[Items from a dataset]
————
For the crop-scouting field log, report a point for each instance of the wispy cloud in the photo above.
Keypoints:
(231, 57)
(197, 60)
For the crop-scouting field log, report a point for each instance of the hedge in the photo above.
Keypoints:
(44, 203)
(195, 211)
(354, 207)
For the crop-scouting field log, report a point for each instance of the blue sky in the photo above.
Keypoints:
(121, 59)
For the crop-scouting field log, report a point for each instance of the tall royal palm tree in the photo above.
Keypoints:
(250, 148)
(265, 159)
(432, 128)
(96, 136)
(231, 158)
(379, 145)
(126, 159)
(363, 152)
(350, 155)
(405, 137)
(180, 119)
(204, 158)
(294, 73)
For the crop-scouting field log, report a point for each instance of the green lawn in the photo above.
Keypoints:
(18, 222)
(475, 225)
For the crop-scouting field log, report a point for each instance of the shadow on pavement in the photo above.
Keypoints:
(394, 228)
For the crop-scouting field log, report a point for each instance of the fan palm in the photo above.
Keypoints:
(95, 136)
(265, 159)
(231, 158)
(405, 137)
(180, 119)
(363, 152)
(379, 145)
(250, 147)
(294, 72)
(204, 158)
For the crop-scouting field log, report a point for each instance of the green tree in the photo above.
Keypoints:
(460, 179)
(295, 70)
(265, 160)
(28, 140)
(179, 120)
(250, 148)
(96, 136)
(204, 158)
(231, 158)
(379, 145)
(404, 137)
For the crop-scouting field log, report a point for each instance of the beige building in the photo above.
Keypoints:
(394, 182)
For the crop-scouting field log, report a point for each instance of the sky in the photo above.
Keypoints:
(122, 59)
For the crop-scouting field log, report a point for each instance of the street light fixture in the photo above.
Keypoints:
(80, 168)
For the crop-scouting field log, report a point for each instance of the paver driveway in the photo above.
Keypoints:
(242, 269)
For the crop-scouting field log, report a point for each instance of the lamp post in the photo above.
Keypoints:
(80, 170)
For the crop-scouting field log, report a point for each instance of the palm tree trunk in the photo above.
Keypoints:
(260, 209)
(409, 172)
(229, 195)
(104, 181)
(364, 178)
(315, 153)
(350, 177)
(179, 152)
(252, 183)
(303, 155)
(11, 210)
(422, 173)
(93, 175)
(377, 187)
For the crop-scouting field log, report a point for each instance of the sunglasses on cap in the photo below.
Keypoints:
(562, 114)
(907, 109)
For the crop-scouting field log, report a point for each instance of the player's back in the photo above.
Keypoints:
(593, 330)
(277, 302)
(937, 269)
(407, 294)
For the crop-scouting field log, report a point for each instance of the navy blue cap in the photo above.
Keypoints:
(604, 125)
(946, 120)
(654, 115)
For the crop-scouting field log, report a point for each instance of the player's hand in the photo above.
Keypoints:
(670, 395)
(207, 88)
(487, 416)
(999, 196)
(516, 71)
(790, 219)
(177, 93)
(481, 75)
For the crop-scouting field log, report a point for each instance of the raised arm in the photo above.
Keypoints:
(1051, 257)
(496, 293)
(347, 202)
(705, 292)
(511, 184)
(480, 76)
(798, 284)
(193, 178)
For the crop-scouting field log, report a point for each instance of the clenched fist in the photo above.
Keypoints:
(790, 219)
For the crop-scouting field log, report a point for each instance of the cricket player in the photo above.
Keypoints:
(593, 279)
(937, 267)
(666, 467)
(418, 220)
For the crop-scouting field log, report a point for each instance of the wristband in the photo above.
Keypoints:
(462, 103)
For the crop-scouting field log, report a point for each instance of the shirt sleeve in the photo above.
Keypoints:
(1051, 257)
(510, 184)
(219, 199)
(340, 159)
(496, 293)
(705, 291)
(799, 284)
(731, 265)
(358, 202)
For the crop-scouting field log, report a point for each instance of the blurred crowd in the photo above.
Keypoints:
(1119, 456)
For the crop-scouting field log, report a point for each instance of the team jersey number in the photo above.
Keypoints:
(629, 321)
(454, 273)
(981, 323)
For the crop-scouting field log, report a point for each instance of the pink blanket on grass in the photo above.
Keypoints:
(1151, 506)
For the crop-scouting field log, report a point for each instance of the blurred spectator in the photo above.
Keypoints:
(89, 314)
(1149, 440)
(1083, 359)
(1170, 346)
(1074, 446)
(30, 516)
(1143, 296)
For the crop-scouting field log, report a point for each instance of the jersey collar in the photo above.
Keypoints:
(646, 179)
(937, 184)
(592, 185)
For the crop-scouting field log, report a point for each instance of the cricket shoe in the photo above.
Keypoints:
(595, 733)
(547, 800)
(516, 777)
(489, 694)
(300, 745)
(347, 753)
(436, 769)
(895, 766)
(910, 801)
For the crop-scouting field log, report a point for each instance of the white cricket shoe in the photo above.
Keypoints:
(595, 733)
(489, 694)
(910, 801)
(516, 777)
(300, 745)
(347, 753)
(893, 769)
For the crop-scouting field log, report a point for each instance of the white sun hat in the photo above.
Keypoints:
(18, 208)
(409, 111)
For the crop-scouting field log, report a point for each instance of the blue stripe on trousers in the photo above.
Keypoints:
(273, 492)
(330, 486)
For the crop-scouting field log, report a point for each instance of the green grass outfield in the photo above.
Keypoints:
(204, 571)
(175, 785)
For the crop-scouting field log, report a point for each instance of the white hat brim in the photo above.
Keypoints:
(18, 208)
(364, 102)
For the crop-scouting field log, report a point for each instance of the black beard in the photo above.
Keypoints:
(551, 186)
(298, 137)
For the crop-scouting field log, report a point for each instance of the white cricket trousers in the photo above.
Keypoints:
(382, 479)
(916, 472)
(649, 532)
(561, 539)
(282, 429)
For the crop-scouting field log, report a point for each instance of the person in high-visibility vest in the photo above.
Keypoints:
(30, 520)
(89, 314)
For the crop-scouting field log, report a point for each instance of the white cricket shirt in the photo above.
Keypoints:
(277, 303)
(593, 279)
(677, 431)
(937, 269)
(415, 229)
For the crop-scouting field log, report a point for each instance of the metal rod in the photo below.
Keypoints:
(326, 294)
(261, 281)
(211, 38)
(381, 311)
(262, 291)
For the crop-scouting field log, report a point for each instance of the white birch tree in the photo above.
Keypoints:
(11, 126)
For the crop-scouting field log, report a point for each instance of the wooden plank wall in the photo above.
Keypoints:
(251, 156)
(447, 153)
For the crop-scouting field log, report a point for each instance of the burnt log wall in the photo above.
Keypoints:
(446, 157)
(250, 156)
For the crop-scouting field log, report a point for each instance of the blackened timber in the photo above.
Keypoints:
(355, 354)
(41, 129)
————
# What to work on:
In the entries above, which lines hold the word "shirt"? Copy them out.

# Solution to this problem:
For the crop-scouting field log, report a point for each instance of the shirt sleeve in the photo above.
For the crop-scouting field log, report a point for each instance of the white cricket shirt in the photo above.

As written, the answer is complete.